**EXERCISE AIM:** Every line from the line containing "Target: pink tank top" through the final line below is to be repeated exactly; no other line is.

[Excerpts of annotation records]
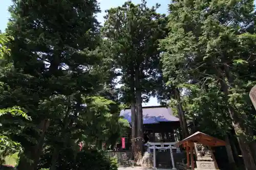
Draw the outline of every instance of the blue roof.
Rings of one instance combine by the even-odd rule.
[[[155,124],[160,122],[179,122],[178,118],[170,113],[166,107],[144,108],[142,109],[143,124]],[[132,123],[131,109],[123,110],[120,116],[123,116],[129,123]]]

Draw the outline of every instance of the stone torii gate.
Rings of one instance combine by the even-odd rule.
[[[158,149],[159,150],[166,150],[168,149],[170,150],[170,159],[172,161],[172,165],[173,166],[173,170],[177,170],[175,167],[175,163],[174,162],[174,154],[173,152],[173,149],[176,149],[177,150],[177,152],[179,150],[179,148],[177,147],[174,147],[177,142],[147,142],[147,145],[148,148],[151,149],[153,149],[153,167],[154,168],[156,168],[156,150]],[[160,145],[160,147],[158,147],[157,145]]]

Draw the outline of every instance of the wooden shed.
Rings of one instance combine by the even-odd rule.
[[[196,143],[201,143],[205,145],[207,145],[209,147],[209,149],[210,149],[211,147],[220,147],[224,146],[226,145],[226,143],[224,141],[219,139],[217,138],[200,132],[196,132],[193,135],[188,136],[185,139],[176,143],[175,144],[176,147],[182,145],[184,148],[186,148],[187,155],[187,167],[188,168],[189,168],[190,166],[190,152],[191,168],[193,170],[195,169],[195,163],[194,160],[194,149],[196,154],[196,157],[197,158],[197,159],[198,159],[198,161],[199,160],[197,155],[197,154],[198,154],[197,149],[195,148],[195,145]],[[215,157],[214,156],[214,155],[212,154],[211,154],[211,158],[212,159],[212,161],[214,162],[216,169],[218,169]]]

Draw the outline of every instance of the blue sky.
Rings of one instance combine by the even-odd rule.
[[[0,5],[0,30],[4,31],[6,28],[10,14],[8,11],[8,7],[12,4],[11,0],[1,0],[2,1]],[[102,12],[98,14],[98,19],[101,23],[104,21],[103,16],[105,15],[104,11],[111,7],[115,7],[122,5],[125,0],[98,0],[100,3],[100,7]],[[133,0],[134,3],[140,3],[141,0]],[[149,6],[155,5],[156,3],[161,4],[161,7],[158,12],[161,13],[167,13],[168,4],[170,2],[170,0],[147,0],[147,4]],[[254,4],[256,0],[254,0]],[[150,102],[147,104],[144,104],[144,106],[156,106],[158,105],[157,100],[155,98],[151,99]]]

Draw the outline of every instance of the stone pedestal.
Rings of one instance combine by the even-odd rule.
[[[217,169],[214,161],[196,161],[198,170]]]

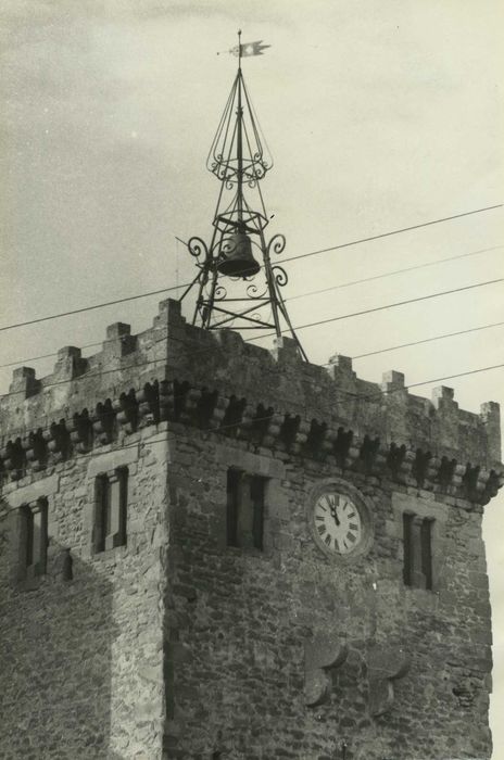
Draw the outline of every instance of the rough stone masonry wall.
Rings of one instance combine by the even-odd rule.
[[[489,758],[491,632],[481,507],[406,482],[223,443],[176,426],[167,598],[173,642],[166,758]],[[226,546],[226,472],[269,479],[264,552]],[[311,487],[339,477],[373,503],[375,540],[338,565],[307,524]],[[401,508],[441,524],[434,591],[402,580]],[[329,699],[305,704],[305,646],[345,646]],[[410,661],[391,709],[371,714],[374,651]],[[390,683],[385,684],[386,688]]]
[[[169,473],[166,447],[154,453],[168,428],[179,438]],[[91,558],[85,463],[137,443],[128,547]],[[239,452],[270,478],[260,555],[223,544],[226,470]],[[167,758],[210,748],[215,758],[311,760],[329,757],[344,735],[349,760],[373,760],[373,751],[405,760],[406,749],[419,760],[420,734],[421,757],[488,757],[480,517],[502,482],[500,458],[492,402],[471,414],[448,388],[432,401],[410,394],[400,372],[377,384],[358,379],[344,356],[328,367],[302,363],[288,340],[268,352],[231,331],[191,327],[173,301],[138,335],[110,326],[90,357],[62,349],[46,378],[15,370],[0,400],[2,511],[11,516],[0,528],[2,752],[154,760],[165,709]],[[343,569],[311,543],[304,511],[310,484],[335,473],[369,491],[376,507],[370,553]],[[49,499],[50,561],[29,591],[12,582],[12,516],[37,483]],[[167,485],[177,540],[169,570]],[[436,593],[400,580],[406,497],[442,528]],[[66,584],[58,558],[68,547],[75,580]],[[342,641],[348,657],[331,671],[330,702],[308,710],[303,653],[316,650],[322,632],[332,659]],[[371,719],[377,683],[391,687],[380,676],[390,642],[399,659],[407,650],[410,675],[395,673],[393,709]],[[469,721],[481,726],[470,738]]]
[[[163,426],[151,428],[4,485],[3,760],[161,757],[166,445]],[[94,476],[117,466],[129,472],[127,545],[91,554]],[[49,507],[48,573],[29,584],[17,579],[17,507],[41,495]],[[72,581],[62,578],[67,548]]]

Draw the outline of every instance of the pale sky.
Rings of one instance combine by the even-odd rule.
[[[3,0],[0,326],[186,282],[174,236],[207,238],[206,154],[236,71],[275,157],[263,186],[285,256],[504,201],[499,0]],[[504,277],[503,210],[286,265],[294,325]],[[487,249],[493,249],[488,251]],[[484,251],[476,254],[477,251]],[[369,283],[313,290],[434,262]],[[159,297],[1,333],[0,363],[150,326]],[[504,321],[503,283],[300,331],[312,362]],[[421,382],[504,362],[504,326],[356,359]],[[86,354],[92,353],[88,350]],[[0,392],[12,368],[0,368]],[[457,378],[461,407],[504,402],[504,370]],[[432,384],[415,389],[430,396]],[[487,508],[494,760],[504,757],[504,497]]]

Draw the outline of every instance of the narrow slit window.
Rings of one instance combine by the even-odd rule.
[[[227,472],[227,544],[263,549],[265,479],[230,468]]]
[[[128,469],[99,474],[94,482],[94,552],[124,546],[127,537]]]
[[[403,515],[403,580],[406,586],[433,588],[432,525],[430,518]]]
[[[46,498],[22,507],[22,571],[26,578],[47,569],[48,505]]]

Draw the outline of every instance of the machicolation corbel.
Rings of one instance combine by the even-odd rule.
[[[388,712],[394,701],[393,682],[410,670],[410,657],[400,646],[375,645],[367,653],[369,712],[377,718]]]
[[[344,468],[352,445],[353,432],[344,431],[343,428],[338,428],[338,434],[335,441],[335,457],[338,467]]]
[[[403,463],[406,457],[406,446],[402,444],[398,446],[395,443],[390,444],[389,453],[387,455],[387,467],[389,468],[392,478],[398,480],[403,473]]]
[[[332,689],[331,670],[343,664],[346,645],[338,636],[319,634],[304,644],[304,702],[316,707],[327,701]]]
[[[115,410],[112,407],[110,398],[102,404],[97,404],[94,415],[92,416],[93,435],[99,443],[110,443],[114,433]]]

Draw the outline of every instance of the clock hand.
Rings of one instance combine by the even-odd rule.
[[[340,525],[341,523],[340,523],[340,520],[339,520],[339,517],[338,517],[338,512],[337,512],[335,506],[331,506],[331,518],[335,520],[337,528],[339,528],[339,525]]]

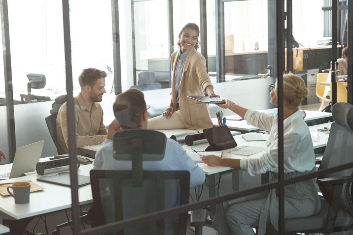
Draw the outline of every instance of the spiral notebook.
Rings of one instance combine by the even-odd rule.
[[[247,141],[262,141],[266,140],[263,137],[263,134],[247,134],[241,135]]]

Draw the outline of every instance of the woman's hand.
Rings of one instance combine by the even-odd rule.
[[[0,162],[1,161],[1,157],[2,156],[4,157],[4,159],[6,159],[6,158],[5,157],[5,154],[4,153],[4,151],[2,151],[2,149],[0,149]]]
[[[232,104],[234,104],[233,103],[232,101],[231,101],[229,100],[222,100],[225,104],[216,104],[220,107],[221,108],[223,108],[223,109],[229,109],[230,108]]]
[[[172,115],[173,115],[173,113],[174,112],[174,108],[172,107],[168,107],[166,109],[166,110],[163,113],[162,116],[165,117],[166,118],[169,119],[170,118],[172,117]]]
[[[200,157],[201,160],[210,166],[221,166],[222,159],[215,155],[208,155],[203,156]]]
[[[210,94],[209,95],[209,96],[210,98],[211,98],[212,97],[218,97],[219,98],[221,98],[220,96],[218,95],[216,95],[213,92],[212,92],[211,94]]]

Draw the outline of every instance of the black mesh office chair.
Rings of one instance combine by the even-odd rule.
[[[50,110],[51,114],[45,118],[46,123],[47,123],[49,133],[56,147],[58,154],[59,155],[64,154],[65,153],[59,144],[56,137],[56,117],[58,116],[59,109],[63,104],[66,102],[67,96],[67,95],[62,95],[56,97],[55,101],[52,105],[52,108]]]
[[[156,79],[156,74],[154,72],[150,71],[142,71],[139,73],[138,85],[149,84],[154,82]]]
[[[187,171],[145,171],[142,161],[160,161],[167,138],[159,132],[134,129],[114,136],[114,158],[131,161],[132,170],[92,170],[95,226],[126,219],[189,203],[190,173]],[[194,213],[191,225],[202,234],[207,211]],[[197,217],[198,218],[197,218]],[[144,224],[115,234],[185,234],[187,213]],[[209,230],[215,233],[211,228]],[[208,229],[206,228],[205,229]]]
[[[130,88],[135,88],[143,91],[150,91],[162,89],[162,85],[161,85],[160,83],[151,83],[149,84],[132,86],[130,87]]]
[[[353,105],[337,103],[332,116],[336,123],[331,126],[319,171],[353,162]],[[308,217],[286,219],[285,231],[329,234],[353,230],[352,169],[324,175],[317,182],[324,198],[320,211]]]

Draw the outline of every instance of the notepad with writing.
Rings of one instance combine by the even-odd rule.
[[[266,140],[263,134],[254,134],[243,135],[241,136],[247,141],[261,141]]]
[[[252,155],[256,153],[264,151],[265,149],[266,148],[265,148],[244,145],[236,147],[231,150],[223,151],[223,155],[227,156],[230,156],[233,154]]]

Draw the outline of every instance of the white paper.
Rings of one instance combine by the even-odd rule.
[[[319,136],[318,131],[310,131],[311,135],[311,140],[315,142],[320,142],[320,136]]]
[[[232,150],[223,151],[223,154],[227,156],[229,156],[230,154],[252,155],[264,151],[265,149],[265,148],[244,145],[236,147]]]

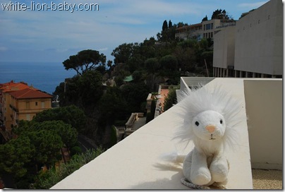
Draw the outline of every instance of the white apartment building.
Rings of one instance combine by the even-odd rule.
[[[226,19],[212,19],[202,21],[200,23],[178,28],[175,37],[187,40],[211,38],[214,40],[214,35],[229,26],[234,26],[236,20]]]
[[[214,35],[214,77],[281,78],[283,5],[271,0]]]

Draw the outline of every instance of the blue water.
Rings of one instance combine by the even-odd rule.
[[[66,78],[76,74],[74,70],[66,71],[62,63],[0,62],[0,83],[13,80],[24,81],[28,85],[49,94]]]

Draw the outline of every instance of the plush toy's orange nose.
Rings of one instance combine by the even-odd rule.
[[[216,126],[213,125],[208,125],[206,126],[206,129],[208,131],[209,133],[213,133],[216,129]]]

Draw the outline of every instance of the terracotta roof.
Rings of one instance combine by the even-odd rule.
[[[16,99],[32,99],[32,98],[51,98],[52,95],[41,92],[40,90],[35,90],[30,88],[14,91],[9,93],[11,95]]]
[[[14,83],[13,80],[11,80],[8,83],[0,84],[0,90],[2,92],[18,91],[26,88],[30,88],[35,90],[37,90],[32,87],[30,87],[29,85],[28,85],[28,83],[25,82]]]

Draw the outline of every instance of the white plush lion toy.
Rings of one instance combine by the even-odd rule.
[[[176,159],[184,159],[181,183],[193,188],[210,188],[211,185],[226,188],[229,163],[224,151],[236,144],[242,119],[240,102],[221,88],[203,87],[186,93],[176,106],[176,115],[182,116],[183,122],[175,138],[194,144],[186,156],[177,155]]]

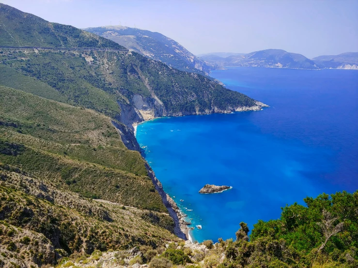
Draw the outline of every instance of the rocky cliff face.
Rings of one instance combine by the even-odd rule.
[[[208,74],[213,67],[178,42],[158,32],[120,26],[85,30],[179,70]]]
[[[214,194],[215,193],[221,193],[223,191],[231,189],[231,186],[222,185],[218,186],[213,184],[206,184],[203,187],[200,189],[200,194]]]

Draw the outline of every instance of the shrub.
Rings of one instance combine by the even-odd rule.
[[[141,251],[143,253],[145,253],[148,250],[153,249],[153,248],[150,246],[140,246],[139,248],[139,250]]]
[[[133,264],[135,263],[139,263],[139,264],[143,264],[143,260],[141,258],[141,257],[140,256],[136,256],[132,259],[131,260],[129,261],[129,265],[132,266]]]
[[[63,265],[63,267],[69,267],[70,266],[73,266],[74,264],[71,261],[68,261]]]
[[[206,257],[204,259],[204,266],[206,268],[214,268],[220,263],[220,256],[216,254],[213,254]]]
[[[149,263],[149,268],[170,268],[172,265],[167,259],[154,257]]]
[[[20,241],[24,245],[29,245],[31,242],[31,239],[29,237],[24,237]]]
[[[192,259],[194,261],[198,262],[201,262],[205,258],[205,253],[201,251],[196,250],[192,255]]]
[[[175,265],[184,265],[187,263],[191,263],[189,256],[181,250],[167,249],[162,255]]]
[[[154,257],[155,257],[157,255],[158,255],[157,251],[156,250],[151,249],[147,251],[147,252],[144,254],[144,256],[148,261],[150,261]]]
[[[9,245],[7,246],[6,249],[9,251],[15,251],[16,248],[17,248],[16,246],[16,244],[12,241],[11,241],[9,243]]]
[[[213,246],[214,245],[214,242],[212,240],[205,240],[205,241],[203,241],[202,244],[209,249],[212,249]]]
[[[188,256],[191,256],[193,251],[190,248],[185,248],[184,249],[184,253]]]
[[[164,247],[160,247],[156,249],[156,251],[158,252],[158,254],[161,254],[165,251],[165,248]]]

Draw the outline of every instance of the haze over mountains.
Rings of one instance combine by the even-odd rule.
[[[182,71],[203,74],[213,68],[178,42],[159,32],[121,26],[84,30]]]
[[[358,69],[357,52],[348,52],[337,56],[322,56],[310,60],[302,55],[287,52],[282,49],[266,49],[225,57],[219,57],[217,54],[205,55],[201,58],[218,69],[226,66],[240,66]]]
[[[357,53],[309,59],[282,49],[250,53],[213,52],[196,56],[178,42],[161,33],[123,26],[87,28],[85,30],[112,40],[130,50],[179,70],[208,74],[226,66],[318,69],[358,69]]]

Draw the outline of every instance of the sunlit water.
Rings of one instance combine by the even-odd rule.
[[[202,226],[194,240],[234,237],[240,222],[251,229],[286,204],[358,189],[358,71],[229,68],[212,76],[270,107],[157,119],[137,134],[165,190]],[[199,194],[206,183],[233,188]]]

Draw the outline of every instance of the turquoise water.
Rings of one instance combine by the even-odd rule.
[[[307,196],[358,189],[358,71],[230,68],[212,76],[270,107],[137,129],[165,190],[202,226],[194,240],[234,237],[240,222],[251,229]],[[233,188],[199,194],[206,183]]]

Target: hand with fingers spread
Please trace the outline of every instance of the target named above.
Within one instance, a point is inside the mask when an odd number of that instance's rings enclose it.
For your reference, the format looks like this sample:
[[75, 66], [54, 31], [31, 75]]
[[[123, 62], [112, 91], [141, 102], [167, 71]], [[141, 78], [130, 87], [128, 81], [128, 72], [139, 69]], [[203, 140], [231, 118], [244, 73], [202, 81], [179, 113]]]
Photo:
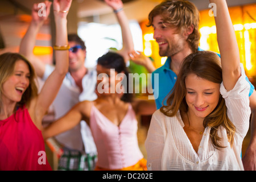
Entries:
[[111, 7], [114, 10], [116, 10], [123, 7], [123, 5], [122, 0], [104, 0], [108, 6]]
[[53, 5], [55, 15], [58, 15], [60, 17], [67, 16], [72, 2], [72, 0], [54, 0]]

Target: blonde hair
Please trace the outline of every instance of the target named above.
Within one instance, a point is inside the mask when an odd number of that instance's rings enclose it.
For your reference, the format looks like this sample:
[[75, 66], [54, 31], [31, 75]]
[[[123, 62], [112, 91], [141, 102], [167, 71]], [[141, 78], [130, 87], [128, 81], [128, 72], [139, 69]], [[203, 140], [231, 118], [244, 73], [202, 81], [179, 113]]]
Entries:
[[24, 56], [19, 53], [7, 52], [0, 55], [0, 98], [3, 83], [14, 73], [15, 63], [20, 60], [27, 64], [30, 76], [30, 85], [22, 95], [21, 100], [16, 104], [16, 106], [19, 106], [23, 105], [28, 105], [32, 98], [38, 95], [38, 88], [35, 80], [36, 74], [34, 68]]
[[193, 52], [197, 50], [200, 39], [199, 30], [200, 14], [193, 3], [184, 0], [164, 1], [150, 13], [147, 26], [152, 26], [154, 18], [159, 15], [162, 16], [164, 23], [169, 23], [177, 28], [178, 32], [193, 26], [193, 31], [187, 41]]
[[[184, 113], [188, 111], [188, 106], [185, 98], [187, 94], [185, 79], [191, 73], [220, 84], [222, 77], [220, 57], [212, 52], [197, 51], [185, 59], [174, 87], [167, 96], [167, 105], [160, 109], [160, 111], [166, 115], [174, 117], [178, 110]], [[217, 132], [220, 126], [226, 129], [231, 146], [234, 141], [236, 127], [228, 117], [226, 110], [225, 100], [220, 94], [217, 106], [204, 120], [204, 126], [210, 128], [210, 137], [213, 146], [216, 148], [225, 147], [221, 146], [219, 142], [221, 138], [218, 136]]]

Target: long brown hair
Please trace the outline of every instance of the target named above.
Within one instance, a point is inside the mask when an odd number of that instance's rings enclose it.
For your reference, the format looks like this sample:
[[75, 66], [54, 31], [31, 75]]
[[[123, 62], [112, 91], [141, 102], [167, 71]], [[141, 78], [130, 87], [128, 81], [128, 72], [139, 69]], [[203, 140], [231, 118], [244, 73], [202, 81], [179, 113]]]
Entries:
[[[28, 105], [32, 98], [38, 95], [38, 88], [35, 82], [36, 74], [30, 63], [22, 55], [17, 53], [7, 52], [0, 55], [0, 98], [2, 93], [2, 85], [14, 71], [15, 63], [18, 60], [25, 62], [30, 70], [30, 85], [23, 93], [17, 106]], [[1, 102], [1, 100], [0, 100]]]
[[[168, 117], [174, 117], [178, 110], [188, 111], [188, 105], [185, 100], [187, 93], [185, 79], [190, 73], [214, 83], [222, 81], [222, 69], [220, 57], [214, 53], [209, 51], [197, 51], [188, 56], [183, 61], [176, 82], [168, 96], [167, 105], [162, 106], [160, 110]], [[218, 103], [213, 111], [204, 120], [204, 126], [210, 127], [210, 137], [215, 148], [224, 148], [220, 144], [221, 139], [217, 131], [222, 126], [226, 129], [228, 138], [231, 146], [234, 140], [236, 127], [228, 117], [225, 100], [220, 95]]]
[[188, 1], [165, 1], [155, 6], [148, 15], [147, 26], [152, 26], [154, 18], [160, 15], [164, 23], [171, 24], [180, 32], [191, 26], [193, 31], [188, 36], [187, 41], [193, 52], [198, 49], [200, 34], [199, 29], [200, 14], [196, 6]]

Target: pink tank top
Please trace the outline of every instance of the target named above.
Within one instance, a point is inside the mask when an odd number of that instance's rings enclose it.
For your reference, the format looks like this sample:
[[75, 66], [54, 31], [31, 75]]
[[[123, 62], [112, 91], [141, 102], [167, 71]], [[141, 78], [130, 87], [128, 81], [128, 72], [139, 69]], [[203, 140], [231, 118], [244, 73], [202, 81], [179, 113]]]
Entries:
[[0, 121], [0, 171], [52, 170], [41, 131], [25, 107]]
[[138, 122], [130, 104], [119, 126], [93, 105], [90, 126], [98, 152], [98, 167], [119, 169], [133, 166], [143, 158], [138, 143]]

**FINAL ANSWER:**
Target: pink tank top
Please trace the outline of every instance of the target named above.
Within one instance, a point is inside the mask when an odd number of that instance's rings enclose it.
For your reference, the format looks like this sample:
[[75, 66], [54, 31], [31, 75]]
[[[123, 62], [112, 91], [141, 102], [167, 71]], [[141, 78], [130, 87], [128, 81], [128, 72], [139, 69]], [[203, 140], [231, 118], [244, 73], [202, 81], [179, 113]]]
Entries:
[[0, 121], [0, 171], [52, 170], [41, 131], [25, 107]]
[[138, 122], [130, 104], [119, 126], [93, 105], [90, 126], [98, 152], [98, 167], [119, 169], [133, 166], [143, 158], [138, 143]]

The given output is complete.